AUFGABE » Extrahiere bitte aus dem Text über das kleine Hotel im Quartier Latin wörtlich die Passage, die mit „Wertvolle Erfahrungen habe“ beginnt und sich bis einschließlich „dortige Zeit erinnert.“ fortsetzt.

Wertvolle Erfahrungen habe ich in einem kleinen Hotel im Quartier Latin gesammelt, als Empfangsdame, Frühstück-ans-Bett-Bringerin - es gab keinen Raum dafür  -  und Herrin der Spülmaschine. Die Mutter des Besitzers konnte gleichzeitig nähen und rauchen, ihre Ente à l'orange war ein Gedicht. Beim Betrachten der Homepage des kleinen Hotels habe ich mich gerührt an meine dortige Zeit erinnert.

(Auszüge aus einem Datensatz zur Objekterkennung)
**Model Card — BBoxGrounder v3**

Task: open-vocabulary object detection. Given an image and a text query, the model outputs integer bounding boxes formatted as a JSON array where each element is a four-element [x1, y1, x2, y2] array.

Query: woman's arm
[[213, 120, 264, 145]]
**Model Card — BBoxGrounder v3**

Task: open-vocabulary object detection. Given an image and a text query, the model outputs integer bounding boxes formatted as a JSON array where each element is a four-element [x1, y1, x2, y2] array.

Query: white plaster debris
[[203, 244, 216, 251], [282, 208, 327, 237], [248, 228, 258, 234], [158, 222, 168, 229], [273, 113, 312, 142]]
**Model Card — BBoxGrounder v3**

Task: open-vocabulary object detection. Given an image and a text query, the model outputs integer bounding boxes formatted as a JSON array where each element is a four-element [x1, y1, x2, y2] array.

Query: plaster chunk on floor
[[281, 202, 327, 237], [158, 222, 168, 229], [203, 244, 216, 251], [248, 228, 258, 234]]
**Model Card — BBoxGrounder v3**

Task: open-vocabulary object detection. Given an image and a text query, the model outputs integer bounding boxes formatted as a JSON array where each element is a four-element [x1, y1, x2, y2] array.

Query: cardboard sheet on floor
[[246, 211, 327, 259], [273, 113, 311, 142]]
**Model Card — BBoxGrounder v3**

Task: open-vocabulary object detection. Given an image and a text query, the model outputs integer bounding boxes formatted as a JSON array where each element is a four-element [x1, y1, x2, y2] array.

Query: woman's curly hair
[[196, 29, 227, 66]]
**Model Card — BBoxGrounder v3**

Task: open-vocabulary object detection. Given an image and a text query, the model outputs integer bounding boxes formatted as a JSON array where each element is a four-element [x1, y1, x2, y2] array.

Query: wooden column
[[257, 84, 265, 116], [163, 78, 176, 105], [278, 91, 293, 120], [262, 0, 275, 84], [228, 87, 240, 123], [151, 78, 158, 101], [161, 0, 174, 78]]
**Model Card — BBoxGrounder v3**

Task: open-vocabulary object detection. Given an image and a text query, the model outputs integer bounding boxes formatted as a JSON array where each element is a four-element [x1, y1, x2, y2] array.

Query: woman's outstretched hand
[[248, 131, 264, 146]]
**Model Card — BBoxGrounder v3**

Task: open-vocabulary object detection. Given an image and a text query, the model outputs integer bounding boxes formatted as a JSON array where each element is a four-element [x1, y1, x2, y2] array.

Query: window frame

ENDGÜLTIGE ANTWORT »
Wertvolle Erfahrungen habe ich in einem kleinen Hotel im Quartier Latin gesammelt, als Empfangsdame, Frühstück-ans-Bett-Bringerin - es gab keinen Raum dafür  -  und Herrin der Spülmaschine. Die Mutter des Besitzers konnte gleichzeitig nähen und rauchen, ihre Ente à l'orange war ein Gedicht. Beim Betrachten der Homepage des kleinen Hotels habe ich mich gerührt an meine dortige Zeit erinnert.